- Speaker #0
Bienvenue dans Science NUM, le podcast de Télécom Sud Paris, grande école publique d'ingénieurs du numérique qui fait partie de l'Institut Polytechnique de Paris. Je suis Annick Dechenet. Dans ce podcast, je reçois des chercheurs pour qu'ils nous éclairent sur ce qu'est la recherche dans le domaine du numérique, qu'est-ce qu'on cherche, qu'est-ce qu'on trouve dans les laboratoires. Aujourd'hui, mon invité est Sholom Shertman, il est expert en optimisation d'intelligence artificielle. Bonjour. Bonjour. On aimerait mieux vous connaître, vous et votre parcours.
★ ★ ★ ★
**Énoncé A:**
Repérez toutes les lignes des enregistrements qui contiennent la chaîne "balcony" et recopiez-les, en tenant compte de la casse.
L'introduction du podcast Science NUM et les enregistrements sont deux documents sans lien entre eux.
★ ★ ★ ★
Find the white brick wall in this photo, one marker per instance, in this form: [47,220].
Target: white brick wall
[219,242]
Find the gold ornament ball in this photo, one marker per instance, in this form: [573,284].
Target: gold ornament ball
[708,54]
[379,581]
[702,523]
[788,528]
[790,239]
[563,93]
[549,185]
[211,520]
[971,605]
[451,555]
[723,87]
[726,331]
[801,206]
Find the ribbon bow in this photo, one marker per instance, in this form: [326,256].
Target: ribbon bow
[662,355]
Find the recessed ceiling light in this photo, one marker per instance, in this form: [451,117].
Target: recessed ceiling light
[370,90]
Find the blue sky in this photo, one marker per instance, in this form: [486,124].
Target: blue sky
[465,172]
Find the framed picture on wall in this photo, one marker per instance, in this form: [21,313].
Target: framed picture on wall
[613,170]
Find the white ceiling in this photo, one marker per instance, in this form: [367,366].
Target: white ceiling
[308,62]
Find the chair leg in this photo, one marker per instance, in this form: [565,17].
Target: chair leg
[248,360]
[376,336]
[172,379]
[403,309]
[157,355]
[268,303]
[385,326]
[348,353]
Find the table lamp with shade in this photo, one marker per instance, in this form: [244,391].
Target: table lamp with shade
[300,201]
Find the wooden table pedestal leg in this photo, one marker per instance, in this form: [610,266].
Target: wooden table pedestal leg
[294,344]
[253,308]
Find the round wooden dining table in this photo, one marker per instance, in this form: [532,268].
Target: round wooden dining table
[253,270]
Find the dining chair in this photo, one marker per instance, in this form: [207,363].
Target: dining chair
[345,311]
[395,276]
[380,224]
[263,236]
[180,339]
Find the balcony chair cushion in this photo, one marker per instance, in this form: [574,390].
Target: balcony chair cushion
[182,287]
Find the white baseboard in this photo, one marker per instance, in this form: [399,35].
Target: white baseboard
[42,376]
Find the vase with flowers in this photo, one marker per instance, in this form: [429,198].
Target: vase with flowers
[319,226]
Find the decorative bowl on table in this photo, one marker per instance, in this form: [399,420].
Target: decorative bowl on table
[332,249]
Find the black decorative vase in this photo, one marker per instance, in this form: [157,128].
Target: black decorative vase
★ ★ ★ ★
**Énoncé B:**
Rédigez la suite de l'introduction du podcast Science NUM, en reprenant après sa dernière phrase.

**Résultat de l'exercice A:**
Find the balcony chair cushion in this photo, one marker per instance, in this form: [574,390].
Target: balcony chair cushion

**Résultat de l'exercice B:**
- Speaker #1
Brièvement, après le lycée, j'ai fait une prépa scientifique. C'est là où j'ai découvert que les maths me plaisaient assez. Après, je suis rentré dans une école d'ingénieurs, l'ENSAE, donc c'est une école spécialisée en statistiques. Puis j'avais décidé de faire une thèse en mathématiques appliquées, en optimisation, qui est mon domaine de recherche. Et puis, après une année postdoctorale, j'ai rejoint Télécom Sud Paris, et donc je suis enseignant ici et chercheur depuis deux ans et demi.
- Speaker #0
Alors, en quoi consistent vos travaux de recherche ?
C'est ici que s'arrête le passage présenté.